課題 A:
川内村の工場についての抜粋本文にある次の一文を英語に訳しなさい。「工場の24時間フル稼働が目標だが、現状は3分の2程度にとどまる。」

抜粋本文:
§ §
原発事故直後に全村避難し、今も一部に避難指示区域が残る福島県川内村。解除区域にある旧県立高校を改修した菊池製作所(東京都八王子市)川内工場は、2012年11月に操業を始めた。常磐自動車道の常磐富岡インターチェンジ(富岡町)から車で20分の距離に位置し、資材調達や出荷などで不自由はほとんどないが、最大の悩みは人材確保だ。
操業開始時に同社は「復興の一助に」(幹部)と村民約30人を採用したが、原発事故前は農業やスーパーなどで働いていた人がほとんど。経験者が指導に当たったが、2年余りで10人以上が工場を去った。工場長の佐藤健一さん(51)は「仕事が合わずに辞めていった人が多い」と話す。
工場では精度の高いアルミニウム製品を最新鋭設備で鋳造し、仕上げは手作業で磨き上げる。村内に製造現場の経験者は少なく、「一から教えて、戦力になるには5〜6年はかかる」(佐藤さん)。工場の24時間フル稼働が目標だが、現状は3分の2程度にとどまる。
川内村では避難指示の解除が始まった11年9月以降に菊池製作所や家具メーカーなど4社が進出した。15年度に造成が始まる初の工業団地には、政府の企業立地補助金の効果もあって6社の進出が決定。残り4社のめども立ち、全体で150人以上の雇用を見込む。
ただ、村の復興事業の担当者は「人数を確保できるか分からない。既に少ない村民を奪い合う状況になっている」と表情を曇らせる。就職相談で村の窓口を訪れる人は「1カ月に1〜2人」にすぎない。2月1日現在で全住民の6割に当たる1584人が帰還したが、7割を65歳以上の高齢者が占め、仮設住宅などを完全に引き払った帰還者は約600人にとどまる。
復興を進めるには「工場誘致だけでなく、除染や転職支援、住居確保など総合的な取り組みが必要」(担当者)とみられる。川内村は住民の帰還に加え、村外から新住民を呼び込むため、工業団地近くに移住者向け住宅を建設する方針だ。
§ §
データ内容:
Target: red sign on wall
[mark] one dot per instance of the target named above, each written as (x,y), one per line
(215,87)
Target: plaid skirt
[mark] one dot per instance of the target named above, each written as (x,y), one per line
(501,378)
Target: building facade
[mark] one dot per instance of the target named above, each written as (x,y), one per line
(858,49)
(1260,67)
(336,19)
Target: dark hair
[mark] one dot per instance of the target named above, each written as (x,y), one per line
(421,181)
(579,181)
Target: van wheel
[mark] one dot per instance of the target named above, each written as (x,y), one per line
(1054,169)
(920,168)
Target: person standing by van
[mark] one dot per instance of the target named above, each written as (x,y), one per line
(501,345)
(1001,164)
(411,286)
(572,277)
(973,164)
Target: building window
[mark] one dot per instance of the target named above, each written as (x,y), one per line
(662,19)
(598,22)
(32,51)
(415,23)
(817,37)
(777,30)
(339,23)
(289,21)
§ §
課題 B:
エントリーのうち、「Target: dark hair」を含む行から最後の行までを、両端の行も含めて一字も変えずに返しなさい。

模範解答 A:
The factory aims to operate at full capacity 24 hours a day, but at present it runs at only about two-thirds of that.

模範解答 B:
Target: dark hair
[mark] one dot per instance of the target named above, each written as (x,y), one per line
(421,181)
(579,181)
Target: van wheel
[mark] one dot per instance of the target named above, each written as (x,y), one per line
(1054,169)
(920,168)
Target: person standing by van
[mark] one dot per instance of the target named above, each written as (x,y), one per line
(501,345)
(1001,164)
(411,286)
(572,277)
(973,164)
Target: building window
[mark] one dot per instance of the target named above, each written as (x,y), one per line
(662,19)
(598,22)
(32,51)
(415,23)
(817,37)
(777,30)
(339,23)
(289,21)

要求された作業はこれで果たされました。